## [TASK STATEMENT]
Convert every line of the listing below into a JSON list of strings, one string per line, leaving out blank lines and any pictures.

## [EXCERPTED DATA]

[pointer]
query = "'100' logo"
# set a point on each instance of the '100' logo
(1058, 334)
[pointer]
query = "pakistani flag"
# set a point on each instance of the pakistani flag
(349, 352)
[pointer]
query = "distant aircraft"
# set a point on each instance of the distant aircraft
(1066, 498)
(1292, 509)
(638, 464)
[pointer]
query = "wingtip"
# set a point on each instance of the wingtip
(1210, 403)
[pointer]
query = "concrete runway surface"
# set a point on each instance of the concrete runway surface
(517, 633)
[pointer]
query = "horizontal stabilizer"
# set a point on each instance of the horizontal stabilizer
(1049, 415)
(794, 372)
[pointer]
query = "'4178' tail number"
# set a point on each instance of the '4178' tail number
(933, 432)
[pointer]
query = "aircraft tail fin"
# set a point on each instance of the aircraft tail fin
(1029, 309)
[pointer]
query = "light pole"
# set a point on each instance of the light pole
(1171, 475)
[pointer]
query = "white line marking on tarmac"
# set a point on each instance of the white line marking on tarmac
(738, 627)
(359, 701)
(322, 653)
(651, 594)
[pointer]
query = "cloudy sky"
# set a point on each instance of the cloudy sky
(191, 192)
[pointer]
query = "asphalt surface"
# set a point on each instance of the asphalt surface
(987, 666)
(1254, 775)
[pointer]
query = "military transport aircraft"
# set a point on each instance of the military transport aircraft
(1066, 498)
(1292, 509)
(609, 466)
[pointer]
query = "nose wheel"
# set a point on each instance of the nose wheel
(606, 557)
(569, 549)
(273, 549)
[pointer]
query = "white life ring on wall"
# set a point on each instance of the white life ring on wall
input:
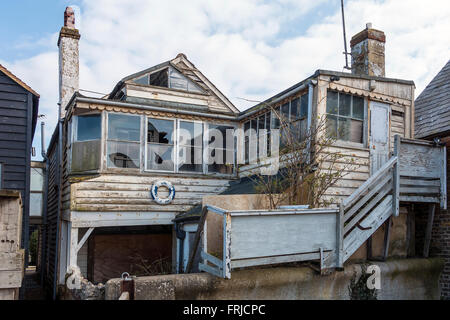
(154, 192)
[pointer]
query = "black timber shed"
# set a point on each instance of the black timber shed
(18, 116)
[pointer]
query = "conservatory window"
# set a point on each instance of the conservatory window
(221, 151)
(123, 149)
(190, 146)
(345, 117)
(160, 145)
(85, 149)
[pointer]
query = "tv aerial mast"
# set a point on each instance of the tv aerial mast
(346, 53)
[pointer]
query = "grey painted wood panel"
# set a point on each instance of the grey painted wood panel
(264, 236)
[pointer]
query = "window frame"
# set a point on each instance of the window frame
(206, 149)
(175, 143)
(347, 143)
(106, 140)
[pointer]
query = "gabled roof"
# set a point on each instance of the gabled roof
(17, 80)
(432, 106)
(188, 69)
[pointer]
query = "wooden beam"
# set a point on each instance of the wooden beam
(387, 238)
(426, 246)
(85, 237)
(73, 247)
(201, 224)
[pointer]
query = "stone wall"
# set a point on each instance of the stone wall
(400, 279)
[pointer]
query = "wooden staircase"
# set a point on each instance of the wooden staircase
(367, 209)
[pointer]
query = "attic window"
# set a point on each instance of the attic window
(169, 78)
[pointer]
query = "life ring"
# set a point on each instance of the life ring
(154, 192)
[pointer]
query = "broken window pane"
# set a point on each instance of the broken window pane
(142, 80)
(221, 156)
(304, 106)
(332, 102)
(123, 154)
(160, 148)
(295, 109)
(160, 131)
(124, 127)
(160, 78)
(356, 131)
(331, 126)
(160, 157)
(88, 128)
(358, 108)
(191, 146)
(345, 101)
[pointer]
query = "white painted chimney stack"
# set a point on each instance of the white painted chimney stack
(68, 59)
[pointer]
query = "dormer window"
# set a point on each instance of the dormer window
(168, 78)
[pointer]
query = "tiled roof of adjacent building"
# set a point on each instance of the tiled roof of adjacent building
(432, 106)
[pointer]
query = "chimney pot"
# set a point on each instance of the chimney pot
(367, 50)
(68, 60)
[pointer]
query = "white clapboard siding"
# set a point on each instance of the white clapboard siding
(112, 192)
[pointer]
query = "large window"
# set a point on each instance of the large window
(221, 150)
(123, 149)
(345, 117)
(290, 118)
(190, 146)
(85, 131)
(160, 144)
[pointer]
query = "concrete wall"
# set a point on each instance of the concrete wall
(400, 279)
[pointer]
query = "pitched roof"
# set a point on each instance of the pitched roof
(17, 80)
(188, 69)
(432, 106)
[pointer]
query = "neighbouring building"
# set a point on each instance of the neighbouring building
(433, 123)
(125, 182)
(18, 116)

## [RESULT OF THIS TASK]
[
  "[pointer]",
  "query = \"'100' logo\"",
  "# set a point on each instance of the '100' logo",
  "(1058, 334)",
  "[pointer]",
  "query = \"pakistani flag\"",
  "# set a point on each instance of the pakistani flag",
  "(349, 352)",
  "[pointer]",
  "query = \"distant aircraft\"",
  "# set a point on each instance of the distant aircraft",
  "(1066, 498)",
  "(1292, 509)",
  "(638, 464)",
  "[pointer]",
  "query = \"wingtip\"",
  "# set a point on each instance of the wingtip",
  "(1210, 403)",
  "[pointer]",
  "query = \"concrete runway surface\"",
  "# set a point on each instance of the concrete runway surface",
  "(517, 633)",
  "[pointer]",
  "query = \"horizontal stabilizer\"",
  "# set a point on each instance of the horizontal stabilizer",
  "(1049, 415)",
  "(794, 372)",
  "[pointer]",
  "query = \"'4178' tail number\"",
  "# set a point on each instance of the '4178' tail number",
  "(933, 432)",
  "[pointer]",
  "query = \"aircraft tail fin\"",
  "# set a point on each instance of the aircraft tail fin",
  "(1029, 309)",
  "[pointer]",
  "query = \"light pole\"",
  "# set a point on each instance of the light pole",
  "(1171, 475)",
  "[pointer]",
  "query = \"white line marking on tarmac\"",
  "# set a point on each instance of the white line marking on tarmac",
  "(738, 627)",
  "(359, 701)",
  "(322, 653)",
  "(651, 594)",
  "[pointer]",
  "query = \"cloudy sky\"",
  "# set a point on each instance of the cloudy sky",
  "(191, 192)",
  "[pointer]",
  "query = \"asphalt surface\"",
  "# set a point on each instance of the asphalt surface",
  "(987, 666)",
  "(1254, 775)",
  "[pointer]",
  "query = \"military transport aircraft\"",
  "# set a point on each instance of the military transport aircraft",
  "(1066, 498)",
  "(1292, 509)",
  "(609, 466)",
  "[pointer]",
  "query = \"nose wheel\"",
  "# set a point on each instance of the nose wheel",
  "(606, 557)",
  "(569, 549)",
  "(273, 549)",
  "[pointer]",
  "query = \"white life ring on wall\"",
  "# set a point on each instance of the white life ring on wall",
  "input:",
  "(154, 192)",
  "[pointer]",
  "query = \"black timber shed\"",
  "# set a point on each instance of the black timber shed",
  "(18, 116)",
  "[pointer]",
  "query = \"conservatory window\"",
  "# set a point on each instance of the conservatory window",
  "(221, 151)",
  "(123, 149)",
  "(190, 146)",
  "(345, 117)",
  "(160, 145)",
  "(85, 149)",
  "[pointer]",
  "query = \"tv aerial mast\"",
  "# set a point on each instance of the tv aerial mast",
  "(346, 53)",
  "[pointer]",
  "query = \"grey painted wood panel\"",
  "# set a point on each instance of the grey painted wood panel",
  "(264, 236)",
  "[pointer]",
  "query = \"window frame\"",
  "# set a point on each instance of the window frame",
  "(206, 149)",
  "(175, 143)",
  "(347, 143)",
  "(106, 140)",
  "[pointer]",
  "query = \"gabled roof\"",
  "# set a point on each instance of the gabled roof",
  "(17, 80)",
  "(432, 106)",
  "(188, 69)",
  "[pointer]",
  "query = \"wooden beam\"",
  "# set a point on each instance of the wooden beam",
  "(387, 238)",
  "(426, 246)",
  "(85, 237)",
  "(73, 247)",
  "(201, 224)",
  "[pointer]",
  "query = \"stone wall\"",
  "# set a point on each instance of the stone wall",
  "(400, 279)",
  "[pointer]",
  "query = \"wooden staircase\"",
  "# set a point on each instance of the wooden staircase",
  "(367, 209)",
  "[pointer]",
  "query = \"attic window\"",
  "# set a point on each instance of the attic window",
  "(169, 78)",
  "[pointer]",
  "query = \"life ring\"",
  "# set a point on each instance of the life ring",
  "(154, 192)",
  "[pointer]",
  "query = \"broken window pane\"",
  "# set a point on each instance of the broken window pane",
  "(142, 80)",
  "(221, 156)",
  "(304, 106)",
  "(332, 102)",
  "(123, 154)",
  "(160, 148)",
  "(295, 109)",
  "(160, 131)",
  "(124, 127)",
  "(160, 78)",
  "(356, 131)",
  "(331, 126)",
  "(160, 157)",
  "(88, 128)",
  "(358, 108)",
  "(191, 146)",
  "(345, 101)",
  "[pointer]",
  "query = \"white painted chimney stack\"",
  "# set a point on each instance of the white painted chimney stack",
  "(68, 59)",
  "[pointer]",
  "query = \"dormer window\"",
  "# set a point on each instance of the dormer window",
  "(168, 78)",
  "[pointer]",
  "query = \"tiled roof of adjacent building\"",
  "# set a point on each instance of the tiled roof of adjacent building",
  "(432, 106)",
  "[pointer]",
  "query = \"chimney pot\"",
  "# set a point on each instance of the chimney pot",
  "(367, 50)",
  "(68, 60)",
  "[pointer]",
  "query = \"white clapboard siding\"",
  "# set a point on each instance of the white clapboard siding",
  "(112, 192)",
  "[pointer]",
  "query = \"large window\"",
  "# set a point on each instance of the large window",
  "(221, 150)",
  "(123, 149)",
  "(345, 117)",
  "(290, 118)",
  "(190, 146)",
  "(85, 131)",
  "(160, 144)",
  "[pointer]",
  "query = \"concrete wall\"",
  "# set a point on each instance of the concrete wall",
  "(400, 279)",
  "[pointer]",
  "query = \"pitched roof\"",
  "# set a point on each instance of the pitched roof",
  "(17, 80)",
  "(188, 69)",
  "(432, 106)",
  "[pointer]",
  "query = \"neighbouring building\"",
  "# set a point on each instance of the neighbouring building",
  "(433, 123)",
  "(125, 182)",
  "(18, 116)"
]